Job: Reproduce the rows below from the first line through the line containing "POLYGON ((81 164, 91", inclusive, replacing "distant hill" with "far-off hill" and leaving all else unchanged.

Provided data:

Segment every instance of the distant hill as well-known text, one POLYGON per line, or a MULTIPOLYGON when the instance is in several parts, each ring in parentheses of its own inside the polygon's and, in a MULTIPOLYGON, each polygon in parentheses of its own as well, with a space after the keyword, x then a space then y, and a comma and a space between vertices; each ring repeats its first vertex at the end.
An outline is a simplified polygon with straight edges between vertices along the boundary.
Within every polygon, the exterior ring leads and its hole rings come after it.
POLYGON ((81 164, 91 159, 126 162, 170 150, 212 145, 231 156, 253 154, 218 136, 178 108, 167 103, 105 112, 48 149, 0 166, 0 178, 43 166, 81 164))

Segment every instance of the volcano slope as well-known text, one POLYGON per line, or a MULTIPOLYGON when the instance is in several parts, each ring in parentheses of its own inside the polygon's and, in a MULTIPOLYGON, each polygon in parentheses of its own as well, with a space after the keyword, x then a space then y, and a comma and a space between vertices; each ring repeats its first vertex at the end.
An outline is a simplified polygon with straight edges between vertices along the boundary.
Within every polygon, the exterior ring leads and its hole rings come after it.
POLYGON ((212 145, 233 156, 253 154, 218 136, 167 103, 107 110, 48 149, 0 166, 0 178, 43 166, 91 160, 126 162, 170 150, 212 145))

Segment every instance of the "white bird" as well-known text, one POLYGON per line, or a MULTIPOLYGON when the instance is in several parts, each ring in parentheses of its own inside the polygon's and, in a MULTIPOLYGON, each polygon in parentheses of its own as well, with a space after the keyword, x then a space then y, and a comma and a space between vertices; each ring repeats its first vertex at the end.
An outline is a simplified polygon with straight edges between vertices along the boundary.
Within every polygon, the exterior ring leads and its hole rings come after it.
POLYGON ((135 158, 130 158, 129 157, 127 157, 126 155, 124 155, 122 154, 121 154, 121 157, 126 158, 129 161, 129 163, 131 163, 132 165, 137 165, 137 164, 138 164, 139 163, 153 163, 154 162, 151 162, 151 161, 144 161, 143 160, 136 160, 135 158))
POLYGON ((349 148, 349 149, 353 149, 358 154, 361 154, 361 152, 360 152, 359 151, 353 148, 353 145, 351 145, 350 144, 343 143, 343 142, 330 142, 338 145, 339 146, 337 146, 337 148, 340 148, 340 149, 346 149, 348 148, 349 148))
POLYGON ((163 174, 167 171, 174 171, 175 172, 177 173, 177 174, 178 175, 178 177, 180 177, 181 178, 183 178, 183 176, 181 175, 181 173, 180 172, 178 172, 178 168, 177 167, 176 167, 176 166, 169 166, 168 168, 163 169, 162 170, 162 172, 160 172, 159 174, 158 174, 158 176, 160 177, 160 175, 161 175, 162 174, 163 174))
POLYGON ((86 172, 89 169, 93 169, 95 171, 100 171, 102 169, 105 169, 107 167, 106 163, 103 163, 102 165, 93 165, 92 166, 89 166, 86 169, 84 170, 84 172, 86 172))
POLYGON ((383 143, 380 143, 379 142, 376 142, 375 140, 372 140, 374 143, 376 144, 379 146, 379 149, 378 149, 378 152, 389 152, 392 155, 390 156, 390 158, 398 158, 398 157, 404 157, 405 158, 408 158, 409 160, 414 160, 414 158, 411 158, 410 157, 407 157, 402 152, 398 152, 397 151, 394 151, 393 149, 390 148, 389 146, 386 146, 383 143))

Answer to this exercise:
Segment every instance of the far-off hill as well-known text, one POLYGON per line, or a MULTIPOLYGON when the instance is in several parts, each ring in parentheses of its own inside the polygon's and, in a MULTIPOLYGON, each polygon in parentheses of its own as well, with a space after the keyword, x then a space then y, and a comma and a space between vertices; each ring repeats its first vertex at the end.
An outline is a simplified polygon with straight edges between vertices along the boundary.
Within every polygon, the exterior ring leads and its hole rings come after it.
POLYGON ((81 164, 91 159, 126 162, 170 150, 212 145, 231 156, 253 154, 218 136, 178 108, 167 103, 105 112, 48 149, 0 166, 0 178, 43 166, 81 164))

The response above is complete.